Scientific classification
- Kingdom: Animalia
- Phylum: Arthropoda
- Subphylum: Chelicerata
- Class: Arachnida
- Order: Araneae
- Infraorder: Araneomorphae
- Family: Anapidae
- Genus: Novanapis Platnick & Forster, 1989
- Species: N. spinipes
- Binomial name: Novanapis spinipes (Forster, 1951)
- Synonyms: Chasmocephalon spinipes Pseudanapis spinipes

= Novanapis =

- Authority: (Forster, 1951)
- Conservation status: NT
- Synonyms: Chasmocephalon spinipes , Pseudanapis spinipes
- Parent authority: Platnick & Forster, 1989

Genus of spiders

Novanapis is a genus of South Pacific araneomorph spiders in the family Anapidae, containing the single species, Novanapis spinipes. It was first described by Norman I. Platnick & Raymond Robert Forster in 1989, and has only been found in New Zealand.

== Taxonomy ==
This species was described as Chasmocephalon spinipes in 1951 by Ray Forster from male and female specimens. It was later transferred to Pseudanapis in 1959. The species was given its own genus name by Norman Platnick and Ray Forster in 1989. The holotype is stored in Canterbury Museum.

== Description ==
The male is recorded at 1.48mm in length whereas the female is 1.49mm. This species is coloured dark brown.

== Distribution ==
This species is known from the North Island and most of the South Island of New Zealand.

== Conservation status ==
Under the New Zealand Threat Classification System, this species is listed as "Not Threatened".

Information:
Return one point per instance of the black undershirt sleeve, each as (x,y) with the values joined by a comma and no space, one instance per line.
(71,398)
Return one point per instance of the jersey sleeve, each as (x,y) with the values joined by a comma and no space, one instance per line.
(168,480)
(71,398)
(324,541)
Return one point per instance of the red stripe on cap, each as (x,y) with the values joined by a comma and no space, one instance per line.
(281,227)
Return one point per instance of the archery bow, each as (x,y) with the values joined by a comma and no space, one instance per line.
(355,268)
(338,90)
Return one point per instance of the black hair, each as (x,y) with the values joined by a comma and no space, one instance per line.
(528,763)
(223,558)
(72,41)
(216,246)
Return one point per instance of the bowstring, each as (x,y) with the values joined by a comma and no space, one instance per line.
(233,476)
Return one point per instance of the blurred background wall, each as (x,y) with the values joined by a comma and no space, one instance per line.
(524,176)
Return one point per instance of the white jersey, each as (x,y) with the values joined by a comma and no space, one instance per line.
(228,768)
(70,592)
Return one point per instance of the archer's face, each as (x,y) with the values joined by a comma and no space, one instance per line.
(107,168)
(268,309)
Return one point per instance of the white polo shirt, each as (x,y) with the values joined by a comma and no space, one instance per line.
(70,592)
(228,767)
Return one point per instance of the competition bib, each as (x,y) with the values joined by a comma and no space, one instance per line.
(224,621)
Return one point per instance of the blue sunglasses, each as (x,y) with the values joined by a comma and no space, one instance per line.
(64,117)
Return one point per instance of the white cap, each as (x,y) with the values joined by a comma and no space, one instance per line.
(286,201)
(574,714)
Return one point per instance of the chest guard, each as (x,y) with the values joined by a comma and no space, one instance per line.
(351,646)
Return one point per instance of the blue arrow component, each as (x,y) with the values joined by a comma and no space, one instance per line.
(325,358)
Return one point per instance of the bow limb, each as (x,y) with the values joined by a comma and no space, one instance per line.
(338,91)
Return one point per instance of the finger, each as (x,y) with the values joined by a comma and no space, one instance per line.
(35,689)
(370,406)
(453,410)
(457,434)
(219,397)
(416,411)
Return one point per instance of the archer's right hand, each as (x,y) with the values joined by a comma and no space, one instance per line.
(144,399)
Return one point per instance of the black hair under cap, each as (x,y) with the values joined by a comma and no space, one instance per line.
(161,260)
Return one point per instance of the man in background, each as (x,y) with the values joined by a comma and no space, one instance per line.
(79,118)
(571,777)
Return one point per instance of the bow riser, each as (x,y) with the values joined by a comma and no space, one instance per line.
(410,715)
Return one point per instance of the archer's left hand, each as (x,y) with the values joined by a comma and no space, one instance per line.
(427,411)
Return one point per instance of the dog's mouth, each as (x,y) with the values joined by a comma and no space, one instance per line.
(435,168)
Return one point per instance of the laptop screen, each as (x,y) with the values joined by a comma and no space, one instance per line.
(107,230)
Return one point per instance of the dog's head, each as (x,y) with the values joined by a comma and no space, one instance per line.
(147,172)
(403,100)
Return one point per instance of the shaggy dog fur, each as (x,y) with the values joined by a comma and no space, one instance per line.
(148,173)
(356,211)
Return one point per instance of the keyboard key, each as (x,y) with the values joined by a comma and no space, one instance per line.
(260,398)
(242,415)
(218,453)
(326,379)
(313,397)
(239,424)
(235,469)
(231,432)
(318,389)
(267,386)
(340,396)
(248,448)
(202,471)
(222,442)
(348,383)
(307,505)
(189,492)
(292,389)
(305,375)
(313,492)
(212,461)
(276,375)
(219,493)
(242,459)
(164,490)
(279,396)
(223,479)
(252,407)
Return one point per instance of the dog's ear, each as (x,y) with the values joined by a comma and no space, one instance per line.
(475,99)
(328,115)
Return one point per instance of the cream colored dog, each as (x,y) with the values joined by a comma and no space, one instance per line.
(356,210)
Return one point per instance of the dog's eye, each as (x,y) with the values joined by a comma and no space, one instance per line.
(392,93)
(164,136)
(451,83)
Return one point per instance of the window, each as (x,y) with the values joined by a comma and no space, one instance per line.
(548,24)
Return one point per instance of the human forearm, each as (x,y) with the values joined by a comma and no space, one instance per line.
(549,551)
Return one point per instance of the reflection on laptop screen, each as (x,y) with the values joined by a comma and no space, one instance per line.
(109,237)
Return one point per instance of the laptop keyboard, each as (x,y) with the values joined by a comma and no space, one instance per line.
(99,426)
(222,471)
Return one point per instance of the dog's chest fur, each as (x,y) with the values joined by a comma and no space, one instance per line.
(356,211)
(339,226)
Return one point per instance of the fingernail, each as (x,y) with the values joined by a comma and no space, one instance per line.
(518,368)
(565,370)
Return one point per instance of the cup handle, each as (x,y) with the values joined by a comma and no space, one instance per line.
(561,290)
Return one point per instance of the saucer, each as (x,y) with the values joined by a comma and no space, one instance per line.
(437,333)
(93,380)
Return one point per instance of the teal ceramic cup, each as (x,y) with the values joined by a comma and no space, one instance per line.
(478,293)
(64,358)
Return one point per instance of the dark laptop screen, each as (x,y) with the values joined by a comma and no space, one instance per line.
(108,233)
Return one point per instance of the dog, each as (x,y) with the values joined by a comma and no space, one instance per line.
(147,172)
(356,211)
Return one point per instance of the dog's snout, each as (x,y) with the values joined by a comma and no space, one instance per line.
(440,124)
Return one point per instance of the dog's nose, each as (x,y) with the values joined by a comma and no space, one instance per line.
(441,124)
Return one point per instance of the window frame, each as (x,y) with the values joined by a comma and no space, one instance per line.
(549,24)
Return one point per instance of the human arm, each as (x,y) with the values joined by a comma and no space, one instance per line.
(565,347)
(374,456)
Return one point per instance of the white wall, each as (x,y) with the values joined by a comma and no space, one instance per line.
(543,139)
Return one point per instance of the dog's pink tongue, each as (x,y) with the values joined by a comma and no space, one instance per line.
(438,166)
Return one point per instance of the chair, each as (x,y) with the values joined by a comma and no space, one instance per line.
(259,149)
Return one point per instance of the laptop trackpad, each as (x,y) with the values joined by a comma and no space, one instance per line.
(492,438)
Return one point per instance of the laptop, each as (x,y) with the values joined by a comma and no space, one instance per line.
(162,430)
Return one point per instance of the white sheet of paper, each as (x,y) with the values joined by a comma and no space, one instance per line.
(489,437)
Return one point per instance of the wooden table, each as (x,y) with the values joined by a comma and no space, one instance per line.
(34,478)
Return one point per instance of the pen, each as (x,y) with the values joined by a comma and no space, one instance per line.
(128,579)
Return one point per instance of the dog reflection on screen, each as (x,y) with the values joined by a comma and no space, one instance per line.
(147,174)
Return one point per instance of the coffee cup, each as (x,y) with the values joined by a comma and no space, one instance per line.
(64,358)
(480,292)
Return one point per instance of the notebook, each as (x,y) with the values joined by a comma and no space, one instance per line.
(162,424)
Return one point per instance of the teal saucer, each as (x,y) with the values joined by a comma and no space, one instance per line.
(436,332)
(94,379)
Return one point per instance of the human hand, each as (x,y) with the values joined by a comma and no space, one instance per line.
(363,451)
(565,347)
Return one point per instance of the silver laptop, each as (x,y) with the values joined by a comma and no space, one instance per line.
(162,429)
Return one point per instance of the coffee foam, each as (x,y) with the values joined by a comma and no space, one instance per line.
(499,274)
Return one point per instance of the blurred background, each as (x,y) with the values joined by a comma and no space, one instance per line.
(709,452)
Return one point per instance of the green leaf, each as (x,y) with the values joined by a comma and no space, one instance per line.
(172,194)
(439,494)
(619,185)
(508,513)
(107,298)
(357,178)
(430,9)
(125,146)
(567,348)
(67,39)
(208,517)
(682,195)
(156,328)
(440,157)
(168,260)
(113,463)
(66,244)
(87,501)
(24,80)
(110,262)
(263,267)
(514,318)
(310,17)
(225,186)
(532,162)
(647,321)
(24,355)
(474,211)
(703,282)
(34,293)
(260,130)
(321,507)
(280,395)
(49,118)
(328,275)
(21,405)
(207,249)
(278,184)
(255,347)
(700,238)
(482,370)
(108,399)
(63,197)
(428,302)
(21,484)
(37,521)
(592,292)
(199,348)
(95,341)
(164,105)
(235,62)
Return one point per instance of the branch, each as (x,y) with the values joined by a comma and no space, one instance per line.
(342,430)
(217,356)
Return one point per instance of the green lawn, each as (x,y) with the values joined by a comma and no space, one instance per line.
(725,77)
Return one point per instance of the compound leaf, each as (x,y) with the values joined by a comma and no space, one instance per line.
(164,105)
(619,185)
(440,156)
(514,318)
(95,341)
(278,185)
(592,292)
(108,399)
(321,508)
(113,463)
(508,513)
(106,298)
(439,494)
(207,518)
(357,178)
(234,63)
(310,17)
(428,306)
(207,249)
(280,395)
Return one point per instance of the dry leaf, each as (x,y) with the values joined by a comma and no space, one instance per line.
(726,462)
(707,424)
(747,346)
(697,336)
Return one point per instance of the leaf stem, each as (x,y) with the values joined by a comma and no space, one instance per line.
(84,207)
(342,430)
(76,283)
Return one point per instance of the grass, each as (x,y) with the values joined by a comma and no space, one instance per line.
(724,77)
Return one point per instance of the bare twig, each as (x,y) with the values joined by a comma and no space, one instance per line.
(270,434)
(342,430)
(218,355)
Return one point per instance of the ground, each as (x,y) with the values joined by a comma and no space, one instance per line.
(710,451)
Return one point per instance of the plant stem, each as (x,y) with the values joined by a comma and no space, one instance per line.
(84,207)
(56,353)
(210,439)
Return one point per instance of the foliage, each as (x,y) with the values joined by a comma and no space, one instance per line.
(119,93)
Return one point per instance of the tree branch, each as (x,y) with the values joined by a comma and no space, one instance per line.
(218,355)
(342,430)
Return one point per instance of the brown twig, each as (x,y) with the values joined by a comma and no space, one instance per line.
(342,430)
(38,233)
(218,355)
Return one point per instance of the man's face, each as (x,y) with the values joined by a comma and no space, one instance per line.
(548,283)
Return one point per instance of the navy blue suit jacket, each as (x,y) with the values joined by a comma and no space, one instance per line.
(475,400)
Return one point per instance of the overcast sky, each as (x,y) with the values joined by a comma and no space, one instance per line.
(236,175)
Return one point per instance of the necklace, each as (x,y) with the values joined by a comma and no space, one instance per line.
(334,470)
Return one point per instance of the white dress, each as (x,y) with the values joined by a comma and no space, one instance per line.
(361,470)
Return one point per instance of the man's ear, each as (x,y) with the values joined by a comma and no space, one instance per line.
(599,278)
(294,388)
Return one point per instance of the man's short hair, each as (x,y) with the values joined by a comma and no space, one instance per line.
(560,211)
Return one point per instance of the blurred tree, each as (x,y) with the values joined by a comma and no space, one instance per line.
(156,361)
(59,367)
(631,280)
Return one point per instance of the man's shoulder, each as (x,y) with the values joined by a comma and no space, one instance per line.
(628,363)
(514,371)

Exercise description: Set down, word for word, the part of the Novanapis text above starting with "Genus of spiders" and going on through "of New Zealand.".

Result:
Genus of spiders

Novanapis is a genus of South Pacific araneomorph spiders in the family Anapidae, containing the single species, Novanapis spinipes. It was first described by Norman I. Platnick & Raymond Robert Forster in 1989, and has only been found in New Zealand.

== Taxonomy ==
This species was described as Chasmocephalon spinipes in 1951 by Ray Forster from male and female specimens. It was later transferred to Pseudanapis in 1959. The species was given its own genus name by Norman Platnick and Ray Forster in 1989. The holotype is stored in Canterbury Museum.

== Description ==
The male is recorded at 1.48mm in length whereas the female is 1.49mm. This species is coloured dark brown.

== Distribution ==
This species is known from the North Island and most of the South Island of New Zealand.